- [THE TASK]: Offset the rows that open with the line containing "Target: white paper sheet" and close with the line containing "(1107, 671)", both included, by adding 131 to every number in the answer coordinates. Write out only those lines, requests included.

- [EXERCISE MATERIAL]:
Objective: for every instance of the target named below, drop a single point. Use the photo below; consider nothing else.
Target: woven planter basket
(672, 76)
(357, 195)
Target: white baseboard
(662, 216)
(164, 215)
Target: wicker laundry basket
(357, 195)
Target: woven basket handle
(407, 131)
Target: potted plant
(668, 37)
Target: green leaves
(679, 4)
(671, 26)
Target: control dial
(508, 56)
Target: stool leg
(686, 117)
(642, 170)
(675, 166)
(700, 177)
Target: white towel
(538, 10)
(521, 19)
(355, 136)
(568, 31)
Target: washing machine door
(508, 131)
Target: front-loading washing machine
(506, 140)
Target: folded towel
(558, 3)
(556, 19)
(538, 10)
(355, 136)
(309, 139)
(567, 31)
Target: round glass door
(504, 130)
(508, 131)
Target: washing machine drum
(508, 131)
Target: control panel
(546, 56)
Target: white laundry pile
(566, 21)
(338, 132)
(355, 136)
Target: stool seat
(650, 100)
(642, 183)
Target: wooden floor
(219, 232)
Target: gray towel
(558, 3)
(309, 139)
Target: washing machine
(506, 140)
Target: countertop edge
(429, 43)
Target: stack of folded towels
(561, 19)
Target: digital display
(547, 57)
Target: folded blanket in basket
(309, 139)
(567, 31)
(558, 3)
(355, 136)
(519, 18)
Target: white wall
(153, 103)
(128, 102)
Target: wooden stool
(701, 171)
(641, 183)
* * *
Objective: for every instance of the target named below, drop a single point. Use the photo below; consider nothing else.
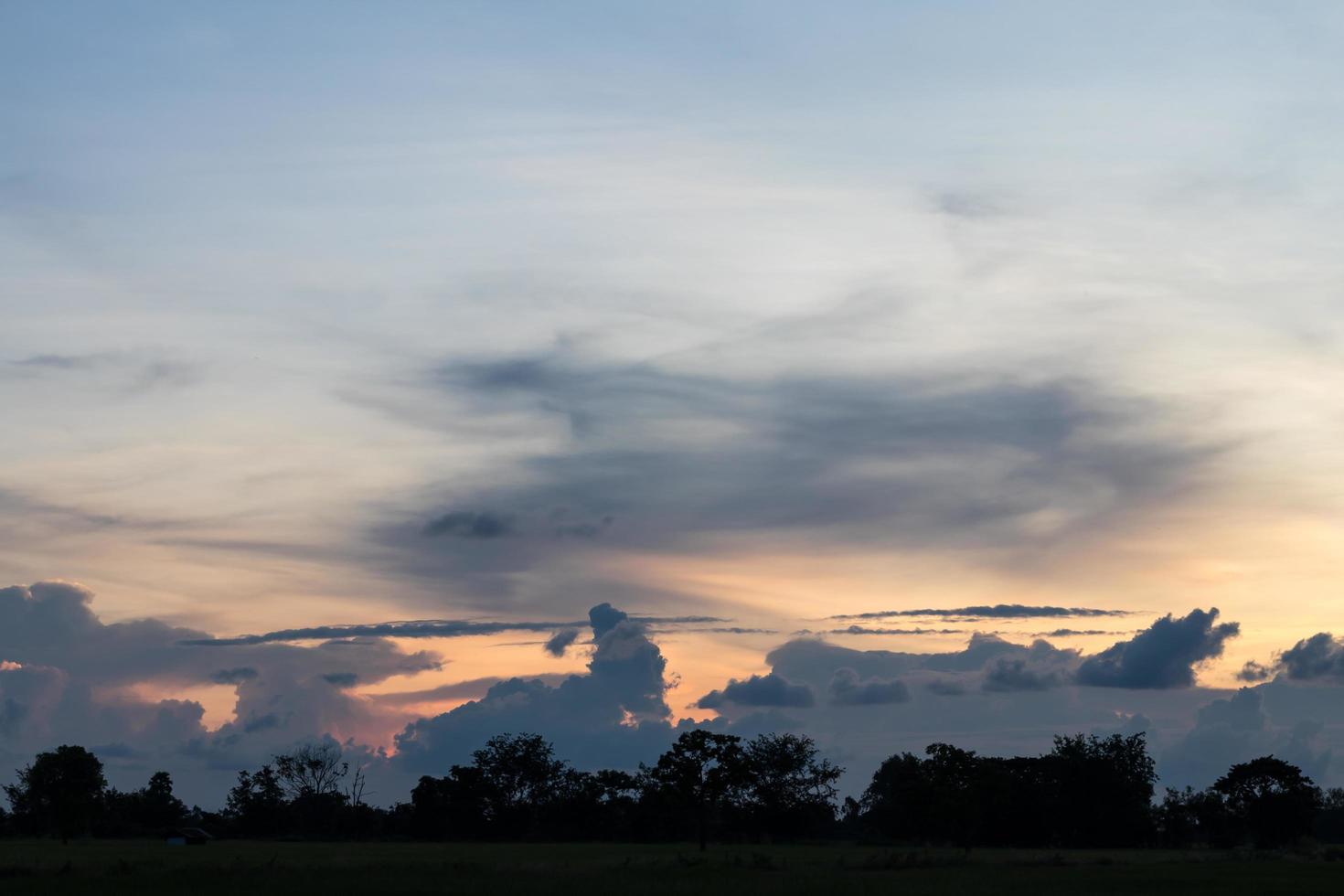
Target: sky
==
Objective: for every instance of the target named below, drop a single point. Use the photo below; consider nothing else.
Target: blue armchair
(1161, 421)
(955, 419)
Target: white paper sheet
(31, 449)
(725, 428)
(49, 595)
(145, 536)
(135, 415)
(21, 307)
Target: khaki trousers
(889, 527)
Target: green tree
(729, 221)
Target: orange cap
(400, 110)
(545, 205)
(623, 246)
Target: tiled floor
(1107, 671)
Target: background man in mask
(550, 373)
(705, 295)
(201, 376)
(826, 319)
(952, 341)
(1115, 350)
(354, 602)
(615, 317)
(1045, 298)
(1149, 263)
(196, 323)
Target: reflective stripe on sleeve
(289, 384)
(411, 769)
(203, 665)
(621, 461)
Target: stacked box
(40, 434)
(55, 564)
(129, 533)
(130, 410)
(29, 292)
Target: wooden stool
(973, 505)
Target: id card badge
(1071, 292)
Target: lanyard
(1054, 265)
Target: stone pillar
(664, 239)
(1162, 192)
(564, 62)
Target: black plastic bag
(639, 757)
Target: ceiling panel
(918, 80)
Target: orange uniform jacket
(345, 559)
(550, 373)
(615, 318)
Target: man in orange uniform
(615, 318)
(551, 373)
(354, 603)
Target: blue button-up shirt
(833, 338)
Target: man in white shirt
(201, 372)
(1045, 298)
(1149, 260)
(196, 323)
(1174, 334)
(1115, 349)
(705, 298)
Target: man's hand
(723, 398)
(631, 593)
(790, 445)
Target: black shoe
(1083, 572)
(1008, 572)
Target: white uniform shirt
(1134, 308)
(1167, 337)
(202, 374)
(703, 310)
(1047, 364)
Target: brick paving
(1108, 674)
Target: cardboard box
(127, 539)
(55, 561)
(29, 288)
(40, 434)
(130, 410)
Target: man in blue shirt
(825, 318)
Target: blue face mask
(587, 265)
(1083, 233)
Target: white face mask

- [WRITTEN ANSWER]:
Target: white paper sheet
(162, 580)
(856, 559)
(180, 726)
(276, 667)
(266, 546)
(152, 438)
Target: khaki trousers
(1020, 658)
Target: green tree
(860, 352)
Target: orange cap
(531, 241)
(676, 336)
(754, 377)
Target: tiled floor
(1238, 802)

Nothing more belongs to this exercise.